PROMPT: Print everything in the material from the line containing "task: segment the muddy water" down to the line containing "270L912 183L874 198L808", including both of those lines. Reproduce each line without any change.

RECORDS TO PROCESS:
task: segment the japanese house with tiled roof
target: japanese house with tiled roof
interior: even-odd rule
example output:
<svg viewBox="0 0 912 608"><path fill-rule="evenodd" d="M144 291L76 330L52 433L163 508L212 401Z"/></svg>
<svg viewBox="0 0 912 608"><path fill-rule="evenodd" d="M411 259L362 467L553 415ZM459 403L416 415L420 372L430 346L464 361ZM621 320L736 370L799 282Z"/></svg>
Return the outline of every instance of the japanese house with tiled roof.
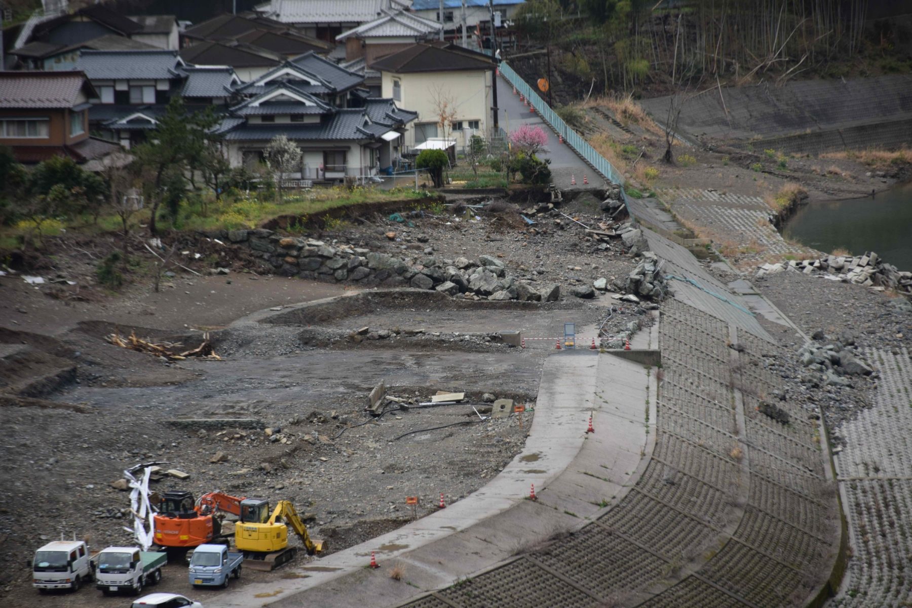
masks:
<svg viewBox="0 0 912 608"><path fill-rule="evenodd" d="M82 72L0 72L0 145L24 163L110 154L116 145L88 134L88 99L96 95Z"/></svg>

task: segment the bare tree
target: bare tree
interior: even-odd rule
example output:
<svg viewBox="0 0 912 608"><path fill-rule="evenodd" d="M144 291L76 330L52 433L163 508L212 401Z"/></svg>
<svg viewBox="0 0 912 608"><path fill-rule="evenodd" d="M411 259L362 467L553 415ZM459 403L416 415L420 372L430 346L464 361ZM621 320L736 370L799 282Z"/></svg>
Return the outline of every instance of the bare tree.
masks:
<svg viewBox="0 0 912 608"><path fill-rule="evenodd" d="M133 188L137 176L130 163L133 157L126 152L115 152L104 160L105 168L102 175L108 182L110 195L110 208L119 218L123 228L121 247L123 251L122 263L127 267L130 242L130 221L136 211L142 209L143 197Z"/></svg>
<svg viewBox="0 0 912 608"><path fill-rule="evenodd" d="M282 201L285 176L301 169L301 149L285 135L276 135L263 150L263 155L278 178L279 201Z"/></svg>

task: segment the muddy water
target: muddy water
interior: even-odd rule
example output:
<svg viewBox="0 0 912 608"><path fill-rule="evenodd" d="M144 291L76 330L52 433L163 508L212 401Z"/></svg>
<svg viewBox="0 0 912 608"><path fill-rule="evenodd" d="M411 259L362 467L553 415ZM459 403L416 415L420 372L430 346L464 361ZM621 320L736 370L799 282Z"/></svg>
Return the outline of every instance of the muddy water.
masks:
<svg viewBox="0 0 912 608"><path fill-rule="evenodd" d="M912 270L912 183L874 198L808 203L782 235L822 252L876 252L899 270Z"/></svg>

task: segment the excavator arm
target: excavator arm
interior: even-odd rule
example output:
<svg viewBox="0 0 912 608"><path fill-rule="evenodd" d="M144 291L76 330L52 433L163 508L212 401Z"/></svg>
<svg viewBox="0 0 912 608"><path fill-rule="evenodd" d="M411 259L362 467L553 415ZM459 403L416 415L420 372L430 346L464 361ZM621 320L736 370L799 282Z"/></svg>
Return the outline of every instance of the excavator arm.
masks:
<svg viewBox="0 0 912 608"><path fill-rule="evenodd" d="M280 518L284 519L287 522L286 525L291 526L295 533L301 538L301 542L304 543L308 555L323 551L326 543L323 541L312 541L310 539L307 528L301 521L301 518L297 516L297 511L295 510L295 505L291 503L291 500L278 501L278 504L275 505L275 510L273 511L273 516L269 518L269 524L275 525L279 521Z"/></svg>
<svg viewBox="0 0 912 608"><path fill-rule="evenodd" d="M199 510L201 511L208 509L209 513L214 513L216 510L223 510L226 513L231 513L232 515L241 515L241 500L244 499L238 498L236 496L231 496L230 494L225 494L224 492L214 491L209 492L208 494L203 494L200 497Z"/></svg>

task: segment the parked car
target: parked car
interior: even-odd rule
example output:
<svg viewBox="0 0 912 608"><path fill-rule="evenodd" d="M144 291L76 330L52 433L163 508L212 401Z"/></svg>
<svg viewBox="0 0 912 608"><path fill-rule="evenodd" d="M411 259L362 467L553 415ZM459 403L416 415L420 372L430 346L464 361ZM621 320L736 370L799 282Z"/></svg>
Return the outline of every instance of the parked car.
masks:
<svg viewBox="0 0 912 608"><path fill-rule="evenodd" d="M150 593L130 604L130 608L202 608L199 602L193 602L177 593Z"/></svg>

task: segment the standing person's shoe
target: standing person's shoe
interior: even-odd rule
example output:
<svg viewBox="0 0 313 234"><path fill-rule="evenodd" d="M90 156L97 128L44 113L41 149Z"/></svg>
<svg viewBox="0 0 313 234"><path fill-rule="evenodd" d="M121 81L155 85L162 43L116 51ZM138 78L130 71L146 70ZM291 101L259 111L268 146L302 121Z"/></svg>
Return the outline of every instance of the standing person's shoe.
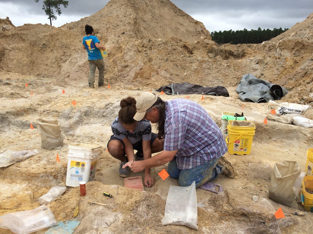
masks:
<svg viewBox="0 0 313 234"><path fill-rule="evenodd" d="M142 156L137 151L137 153L135 154L135 161L140 161L141 160L143 160L143 156Z"/></svg>
<svg viewBox="0 0 313 234"><path fill-rule="evenodd" d="M122 168L123 166L126 164L126 161L121 162L120 163L120 169L118 170L118 175L121 177L125 178L128 177L129 175L129 168L126 167L125 168Z"/></svg>
<svg viewBox="0 0 313 234"><path fill-rule="evenodd" d="M236 169L223 156L221 157L218 163L223 166L223 170L222 174L223 174L231 179L236 177Z"/></svg>

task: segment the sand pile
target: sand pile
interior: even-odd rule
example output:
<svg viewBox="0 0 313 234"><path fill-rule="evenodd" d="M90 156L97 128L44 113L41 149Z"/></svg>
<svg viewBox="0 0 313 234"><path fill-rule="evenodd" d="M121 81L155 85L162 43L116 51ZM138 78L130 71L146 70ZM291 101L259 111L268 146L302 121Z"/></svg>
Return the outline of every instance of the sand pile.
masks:
<svg viewBox="0 0 313 234"><path fill-rule="evenodd" d="M288 100L310 103L312 18L263 45L219 46L202 23L169 1L112 0L58 28L26 24L1 32L0 69L49 77L61 86L85 85L89 65L81 43L88 24L107 46L105 79L110 84L153 89L192 80L234 86L250 73L290 90L297 87ZM298 88L304 79L307 87Z"/></svg>

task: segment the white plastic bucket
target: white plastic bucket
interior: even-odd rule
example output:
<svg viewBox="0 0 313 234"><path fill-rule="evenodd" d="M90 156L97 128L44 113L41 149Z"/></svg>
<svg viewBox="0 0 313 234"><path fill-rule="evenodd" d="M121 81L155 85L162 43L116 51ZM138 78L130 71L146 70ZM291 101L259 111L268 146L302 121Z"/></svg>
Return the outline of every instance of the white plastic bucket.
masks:
<svg viewBox="0 0 313 234"><path fill-rule="evenodd" d="M81 181L87 183L94 180L100 147L84 143L69 146L67 186L77 187Z"/></svg>

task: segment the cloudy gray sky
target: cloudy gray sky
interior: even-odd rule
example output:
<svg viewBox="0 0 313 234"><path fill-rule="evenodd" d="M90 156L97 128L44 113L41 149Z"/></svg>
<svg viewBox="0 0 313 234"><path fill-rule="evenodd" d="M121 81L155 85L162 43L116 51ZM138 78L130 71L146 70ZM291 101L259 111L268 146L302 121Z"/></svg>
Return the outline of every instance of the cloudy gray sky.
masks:
<svg viewBox="0 0 313 234"><path fill-rule="evenodd" d="M137 0L141 1L141 0ZM155 1L155 0L150 0ZM43 0L0 0L0 18L8 16L15 26L49 24L42 9ZM281 27L290 28L313 12L313 0L172 0L178 7L203 23L210 32ZM61 7L52 25L58 27L89 16L104 7L108 0L69 0ZM86 4L86 2L92 4Z"/></svg>

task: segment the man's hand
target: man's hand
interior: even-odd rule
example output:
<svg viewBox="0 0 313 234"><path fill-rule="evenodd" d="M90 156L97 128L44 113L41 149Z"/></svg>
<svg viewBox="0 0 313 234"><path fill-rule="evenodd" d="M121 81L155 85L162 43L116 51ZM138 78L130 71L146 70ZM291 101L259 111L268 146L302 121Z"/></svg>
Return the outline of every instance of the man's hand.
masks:
<svg viewBox="0 0 313 234"><path fill-rule="evenodd" d="M131 163L132 163L133 162L131 161L130 162L127 162L127 163L125 163L125 164L124 164L124 165L123 166L123 168L122 168L123 169L124 169L124 168L125 168L127 166L129 167L130 167L131 165Z"/></svg>
<svg viewBox="0 0 313 234"><path fill-rule="evenodd" d="M154 179L151 177L150 174L145 175L145 185L150 188L154 184Z"/></svg>
<svg viewBox="0 0 313 234"><path fill-rule="evenodd" d="M125 168L128 166L132 171L134 172L139 172L143 171L145 168L142 166L142 161L135 161L134 162L128 162L123 166L123 168Z"/></svg>

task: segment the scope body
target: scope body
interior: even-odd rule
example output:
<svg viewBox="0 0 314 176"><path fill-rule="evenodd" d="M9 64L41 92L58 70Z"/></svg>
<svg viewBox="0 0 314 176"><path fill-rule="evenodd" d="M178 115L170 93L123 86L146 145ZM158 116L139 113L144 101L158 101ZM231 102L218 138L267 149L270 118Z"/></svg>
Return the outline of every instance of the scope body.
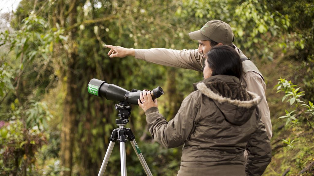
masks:
<svg viewBox="0 0 314 176"><path fill-rule="evenodd" d="M109 84L95 78L88 83L88 89L89 93L91 94L106 98L109 100L124 103L126 105L130 104L138 105L138 100L139 99L140 93L143 92L134 89L130 91L114 84ZM163 94L164 91L158 86L151 91L150 94L154 100Z"/></svg>

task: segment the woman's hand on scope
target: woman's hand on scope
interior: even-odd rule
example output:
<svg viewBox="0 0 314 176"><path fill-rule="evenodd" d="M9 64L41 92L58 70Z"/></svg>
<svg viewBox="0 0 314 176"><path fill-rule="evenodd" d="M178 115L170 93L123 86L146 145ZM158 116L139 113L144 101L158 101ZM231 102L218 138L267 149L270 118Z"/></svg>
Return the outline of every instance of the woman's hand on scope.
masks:
<svg viewBox="0 0 314 176"><path fill-rule="evenodd" d="M157 99L153 100L150 91L143 91L143 93L142 92L139 93L139 98L141 101L138 100L138 103L139 107L143 109L144 112L146 112L148 109L152 107L158 107Z"/></svg>
<svg viewBox="0 0 314 176"><path fill-rule="evenodd" d="M126 48L120 46L108 44L105 46L110 49L108 55L111 58L124 57L128 56L135 56L135 50L133 48Z"/></svg>

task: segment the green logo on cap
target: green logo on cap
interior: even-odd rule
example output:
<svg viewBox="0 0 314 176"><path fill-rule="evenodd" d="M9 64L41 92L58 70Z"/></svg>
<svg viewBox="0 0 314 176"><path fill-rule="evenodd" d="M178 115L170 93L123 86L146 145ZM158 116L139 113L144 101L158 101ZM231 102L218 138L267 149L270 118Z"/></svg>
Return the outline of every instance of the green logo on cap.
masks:
<svg viewBox="0 0 314 176"><path fill-rule="evenodd" d="M98 96L98 89L99 87L92 85L88 85L88 93L90 94Z"/></svg>
<svg viewBox="0 0 314 176"><path fill-rule="evenodd" d="M208 28L209 27L208 26L208 24L205 24L204 26L203 26L203 27L201 28L201 30L203 32L205 32L205 30L204 29L204 28Z"/></svg>

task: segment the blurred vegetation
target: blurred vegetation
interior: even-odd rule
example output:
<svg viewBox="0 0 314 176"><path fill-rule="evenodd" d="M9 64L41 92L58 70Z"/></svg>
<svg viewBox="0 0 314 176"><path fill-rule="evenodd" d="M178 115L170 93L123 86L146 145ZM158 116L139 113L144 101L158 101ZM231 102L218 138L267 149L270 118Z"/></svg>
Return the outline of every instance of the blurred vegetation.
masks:
<svg viewBox="0 0 314 176"><path fill-rule="evenodd" d="M7 28L0 24L0 174L97 174L117 112L116 102L88 94L91 79L129 90L161 86L159 108L168 120L202 79L192 70L110 58L104 45L197 48L187 33L213 19L230 24L235 44L265 77L273 136L264 175L314 174L312 1L22 0L1 15L11 19ZM287 82L290 89L281 90ZM290 95L289 104L272 91L276 85ZM152 141L143 112L132 106L127 127L153 175L175 175L181 147ZM108 175L121 174L115 145ZM145 175L126 146L128 174Z"/></svg>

EXERCISE OUTPUT:
task: segment the muddy water
target: muddy water
interior: even-odd rule
example output:
<svg viewBox="0 0 912 608"><path fill-rule="evenodd" d="M144 291L76 330L52 433L163 508L212 401Z"/></svg>
<svg viewBox="0 0 912 608"><path fill-rule="evenodd" d="M411 259L362 467L553 415ZM459 403L416 415L420 372L430 346L464 361ZM621 320L736 370L799 282Z"/></svg>
Return the outline of every instance of the muddy water.
masks:
<svg viewBox="0 0 912 608"><path fill-rule="evenodd" d="M912 270L912 183L874 198L808 203L782 235L822 252L876 252L899 270Z"/></svg>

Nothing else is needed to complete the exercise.